■ Task instructions
Reproduce exactly, with no other output, every line of the data below from the line containing "Objective — indicate one point on every instance of the gray" to the end, inclusive.

■ Recorded information
----

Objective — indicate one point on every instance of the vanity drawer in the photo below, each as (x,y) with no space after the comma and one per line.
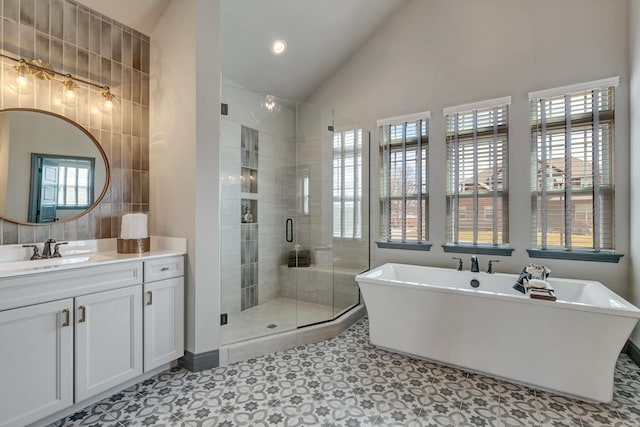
(54,285)
(163,268)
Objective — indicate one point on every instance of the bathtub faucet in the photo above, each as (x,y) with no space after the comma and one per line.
(490,268)
(474,264)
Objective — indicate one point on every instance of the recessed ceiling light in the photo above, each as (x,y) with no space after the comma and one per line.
(278,47)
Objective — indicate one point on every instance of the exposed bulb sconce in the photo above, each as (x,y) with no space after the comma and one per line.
(68,92)
(109,102)
(69,89)
(279,47)
(270,105)
(24,81)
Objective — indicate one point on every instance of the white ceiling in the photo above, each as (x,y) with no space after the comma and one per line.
(141,15)
(320,34)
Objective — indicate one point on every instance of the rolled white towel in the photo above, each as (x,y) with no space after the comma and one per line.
(539,284)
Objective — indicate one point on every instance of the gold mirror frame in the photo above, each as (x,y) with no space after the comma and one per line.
(107,168)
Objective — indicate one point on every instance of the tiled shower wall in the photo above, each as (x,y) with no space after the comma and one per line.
(77,40)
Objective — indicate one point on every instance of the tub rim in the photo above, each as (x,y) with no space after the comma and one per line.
(629,311)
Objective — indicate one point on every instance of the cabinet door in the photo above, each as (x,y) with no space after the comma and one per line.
(163,322)
(36,368)
(108,339)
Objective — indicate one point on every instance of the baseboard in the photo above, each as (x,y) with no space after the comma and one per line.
(634,352)
(201,361)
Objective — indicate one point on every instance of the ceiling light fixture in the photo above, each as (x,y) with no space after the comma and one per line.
(270,105)
(279,47)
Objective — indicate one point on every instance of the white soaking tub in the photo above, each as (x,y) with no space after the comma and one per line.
(568,346)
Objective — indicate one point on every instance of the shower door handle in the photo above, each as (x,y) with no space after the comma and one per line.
(288,230)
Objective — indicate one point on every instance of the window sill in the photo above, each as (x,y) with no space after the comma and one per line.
(410,246)
(478,249)
(575,255)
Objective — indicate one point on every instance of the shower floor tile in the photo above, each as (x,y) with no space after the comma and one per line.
(345,381)
(285,313)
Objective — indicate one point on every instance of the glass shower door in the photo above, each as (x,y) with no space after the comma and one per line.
(314,214)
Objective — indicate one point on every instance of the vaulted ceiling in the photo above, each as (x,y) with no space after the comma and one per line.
(320,36)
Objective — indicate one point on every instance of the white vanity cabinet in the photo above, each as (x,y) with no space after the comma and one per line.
(36,368)
(108,340)
(71,335)
(163,311)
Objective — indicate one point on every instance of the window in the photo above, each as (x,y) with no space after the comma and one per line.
(404,202)
(73,183)
(572,139)
(477,173)
(347,184)
(488,213)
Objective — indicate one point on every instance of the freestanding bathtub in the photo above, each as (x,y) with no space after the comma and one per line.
(568,346)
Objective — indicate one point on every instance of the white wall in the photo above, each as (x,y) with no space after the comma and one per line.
(439,53)
(184,154)
(634,67)
(5,139)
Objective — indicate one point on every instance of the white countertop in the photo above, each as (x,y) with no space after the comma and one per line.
(14,259)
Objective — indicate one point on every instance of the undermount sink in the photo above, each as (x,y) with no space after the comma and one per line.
(29,265)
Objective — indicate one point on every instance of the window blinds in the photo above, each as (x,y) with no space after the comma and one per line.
(477,173)
(404,203)
(347,184)
(572,138)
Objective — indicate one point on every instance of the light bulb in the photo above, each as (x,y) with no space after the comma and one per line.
(279,47)
(109,102)
(23,82)
(69,92)
(270,104)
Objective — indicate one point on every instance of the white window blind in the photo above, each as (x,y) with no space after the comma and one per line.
(572,139)
(73,183)
(347,184)
(404,201)
(477,174)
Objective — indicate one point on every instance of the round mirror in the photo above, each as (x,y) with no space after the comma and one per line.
(51,169)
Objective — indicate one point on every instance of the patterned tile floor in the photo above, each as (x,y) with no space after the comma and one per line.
(346,382)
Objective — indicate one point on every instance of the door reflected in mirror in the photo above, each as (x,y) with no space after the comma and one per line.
(50,168)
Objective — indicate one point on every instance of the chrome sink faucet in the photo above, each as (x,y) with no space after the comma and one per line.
(46,250)
(475,268)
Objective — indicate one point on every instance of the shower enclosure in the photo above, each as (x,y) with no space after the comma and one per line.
(295,214)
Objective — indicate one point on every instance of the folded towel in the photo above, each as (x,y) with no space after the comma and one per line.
(519,285)
(541,293)
(538,284)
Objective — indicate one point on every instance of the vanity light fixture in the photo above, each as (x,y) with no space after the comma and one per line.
(24,81)
(110,102)
(69,90)
(279,47)
(39,69)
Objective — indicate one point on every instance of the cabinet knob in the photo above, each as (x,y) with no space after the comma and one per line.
(65,313)
(83,314)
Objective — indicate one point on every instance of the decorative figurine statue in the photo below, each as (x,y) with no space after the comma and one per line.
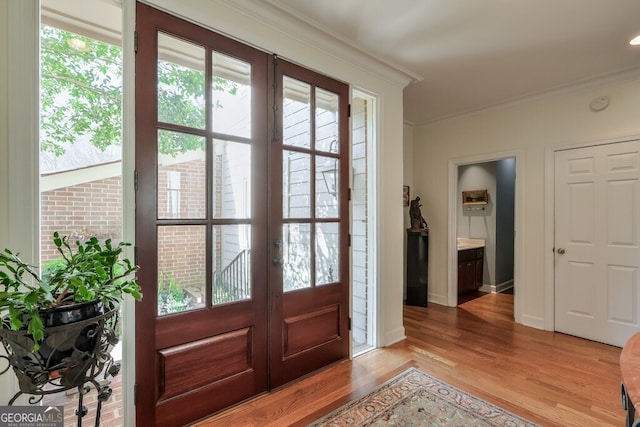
(417,221)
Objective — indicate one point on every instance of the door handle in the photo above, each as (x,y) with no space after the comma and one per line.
(277,261)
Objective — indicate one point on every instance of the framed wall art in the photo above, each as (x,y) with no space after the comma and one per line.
(475,197)
(405,195)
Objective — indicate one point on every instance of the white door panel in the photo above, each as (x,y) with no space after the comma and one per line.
(597,224)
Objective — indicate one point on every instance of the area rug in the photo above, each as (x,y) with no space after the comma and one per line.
(414,398)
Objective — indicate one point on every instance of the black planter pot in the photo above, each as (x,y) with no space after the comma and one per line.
(78,339)
(53,353)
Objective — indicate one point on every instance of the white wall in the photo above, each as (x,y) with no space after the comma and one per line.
(4,133)
(554,120)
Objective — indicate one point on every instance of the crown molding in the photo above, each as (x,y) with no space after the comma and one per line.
(628,74)
(273,14)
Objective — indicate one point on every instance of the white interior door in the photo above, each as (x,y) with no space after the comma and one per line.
(597,242)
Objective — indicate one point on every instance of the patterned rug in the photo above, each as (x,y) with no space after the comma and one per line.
(414,398)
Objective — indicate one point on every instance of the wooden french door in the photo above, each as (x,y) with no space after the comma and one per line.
(310,229)
(241,221)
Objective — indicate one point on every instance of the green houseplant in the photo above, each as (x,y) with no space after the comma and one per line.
(87,272)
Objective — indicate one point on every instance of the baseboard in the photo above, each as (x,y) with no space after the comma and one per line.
(394,337)
(437,299)
(501,287)
(534,322)
(493,289)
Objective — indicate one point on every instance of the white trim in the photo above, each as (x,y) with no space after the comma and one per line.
(519,254)
(394,336)
(496,289)
(549,215)
(23,149)
(629,74)
(270,13)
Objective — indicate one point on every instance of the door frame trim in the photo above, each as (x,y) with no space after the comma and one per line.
(549,218)
(454,164)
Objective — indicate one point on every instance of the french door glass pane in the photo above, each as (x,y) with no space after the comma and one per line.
(327,130)
(231,95)
(296,182)
(327,252)
(181,176)
(297,256)
(231,263)
(231,179)
(296,115)
(181,82)
(327,194)
(181,268)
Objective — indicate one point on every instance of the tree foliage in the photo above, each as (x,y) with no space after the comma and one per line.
(81,94)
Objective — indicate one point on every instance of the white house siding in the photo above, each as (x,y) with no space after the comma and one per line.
(360,239)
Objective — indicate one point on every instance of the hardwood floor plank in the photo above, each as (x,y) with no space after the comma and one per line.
(550,378)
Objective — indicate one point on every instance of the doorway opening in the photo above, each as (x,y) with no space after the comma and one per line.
(483,249)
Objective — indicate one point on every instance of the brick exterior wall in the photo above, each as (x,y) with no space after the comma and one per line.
(81,211)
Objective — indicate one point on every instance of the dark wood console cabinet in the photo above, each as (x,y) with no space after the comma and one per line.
(417,267)
(470,269)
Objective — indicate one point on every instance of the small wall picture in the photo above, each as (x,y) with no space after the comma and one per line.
(475,197)
(405,195)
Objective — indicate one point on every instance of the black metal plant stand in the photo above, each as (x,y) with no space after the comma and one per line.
(71,356)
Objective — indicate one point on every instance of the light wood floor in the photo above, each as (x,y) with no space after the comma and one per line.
(550,378)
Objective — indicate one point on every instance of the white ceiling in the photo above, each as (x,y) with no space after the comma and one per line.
(472,54)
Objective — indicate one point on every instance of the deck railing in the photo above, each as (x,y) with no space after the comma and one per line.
(233,283)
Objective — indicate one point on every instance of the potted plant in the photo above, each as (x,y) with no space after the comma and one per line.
(62,322)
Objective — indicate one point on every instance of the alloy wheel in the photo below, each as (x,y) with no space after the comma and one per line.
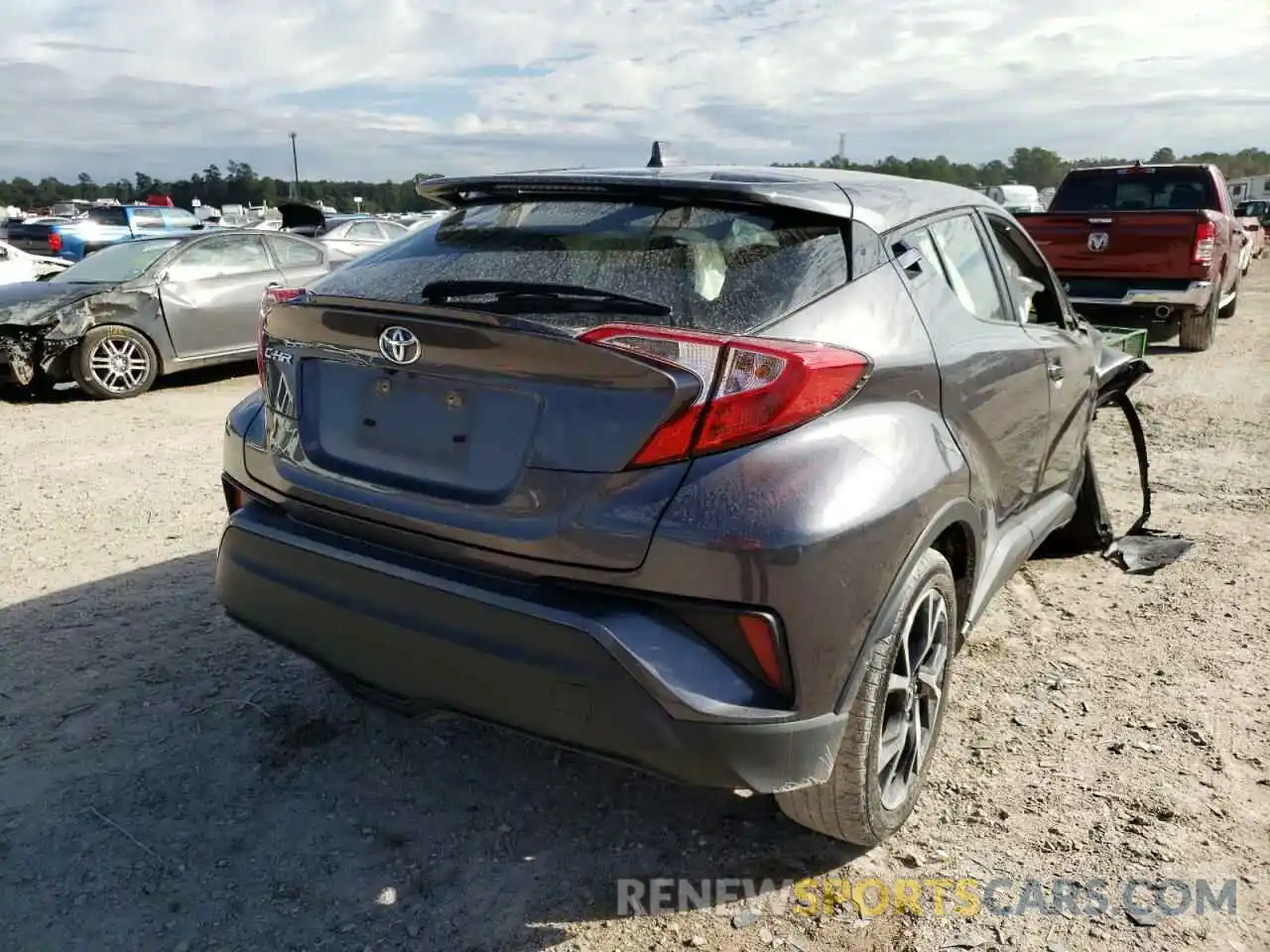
(118,365)
(915,693)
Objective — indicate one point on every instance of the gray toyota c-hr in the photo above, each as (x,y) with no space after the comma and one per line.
(707,470)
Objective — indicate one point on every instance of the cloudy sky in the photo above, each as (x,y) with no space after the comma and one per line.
(386,87)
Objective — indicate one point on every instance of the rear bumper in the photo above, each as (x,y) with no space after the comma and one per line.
(1193,296)
(581,671)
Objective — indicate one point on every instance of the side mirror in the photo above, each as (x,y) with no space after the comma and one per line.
(1028,289)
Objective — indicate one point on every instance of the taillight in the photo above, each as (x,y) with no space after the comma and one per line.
(1206,239)
(272,296)
(751,389)
(761,639)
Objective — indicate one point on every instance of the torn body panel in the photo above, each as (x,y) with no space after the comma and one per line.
(39,327)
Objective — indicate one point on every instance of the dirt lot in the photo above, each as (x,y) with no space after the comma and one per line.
(168,782)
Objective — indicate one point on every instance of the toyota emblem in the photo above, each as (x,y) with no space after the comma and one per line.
(400,345)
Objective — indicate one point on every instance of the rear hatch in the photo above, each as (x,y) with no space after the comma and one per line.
(452,384)
(1128,222)
(303,218)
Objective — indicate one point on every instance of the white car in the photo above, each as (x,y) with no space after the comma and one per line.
(18,266)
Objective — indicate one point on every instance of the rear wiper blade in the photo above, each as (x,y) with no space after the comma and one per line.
(526,295)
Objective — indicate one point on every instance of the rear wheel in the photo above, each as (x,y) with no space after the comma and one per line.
(1199,329)
(894,721)
(114,362)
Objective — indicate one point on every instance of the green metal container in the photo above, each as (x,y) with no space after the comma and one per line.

----

■ Final result
Objective — indicate one point on every instance of the gray toyota c-hr in the photo above, each as (x,y) with no space after the comma and one per line.
(707,470)
Objective — indicate one point on every instance of the cloudy sky in the photo above, each as (x,y) with no space after the comma and one per line.
(386,87)
Objective — indicate one point on every instance of the rear bumper in the photo above, each as (x,y) with no space after the comma and one per line.
(1193,296)
(581,671)
Objective — indicate one point on every instance of the side mirror in the photo above, each as (x,y) with no space after the comma and one per line.
(1028,289)
Objective — indicate one point on every instance of the taillight in the photo above, each as (x,y) with no space after the comma and one per line.
(1206,239)
(272,296)
(751,389)
(761,639)
Objective — indicate one point on every instance of the torn body panel in the photo above, each as (x,y) with no space after the comma and one per line.
(39,327)
Objective — indicate one point on every instance of the dirt lot in the photo above, each as (x,y) with no space after the comma and one per line.
(168,782)
Objective — indicate one point on every instance of the toyota emblem in the photo above, each as (x,y) with no space after the comma and one per line.
(400,345)
Objective — indicate one point on every instance of the rear hatch in the photo above, each as (x,y) with no space after the comma and one per line.
(452,384)
(1128,222)
(303,218)
Objective — indicate one point on every instance of the white car in the photo above, each as (x,y) with no space after the comma and one per line.
(18,266)
Objective — indicate one point on every instance of the rear wiper blade in the photo above, each as (x,y) with no space after the comma and one per line.
(526,295)
Objective — indicate one point on every instance of the rear wheel in the photo above, each as (x,y) with no space after the comma and one per line.
(1199,329)
(894,721)
(114,362)
Objective — indicate one point on every instance of the green metal container in the photo above, each as (x,y) with no space after the comma and one per line.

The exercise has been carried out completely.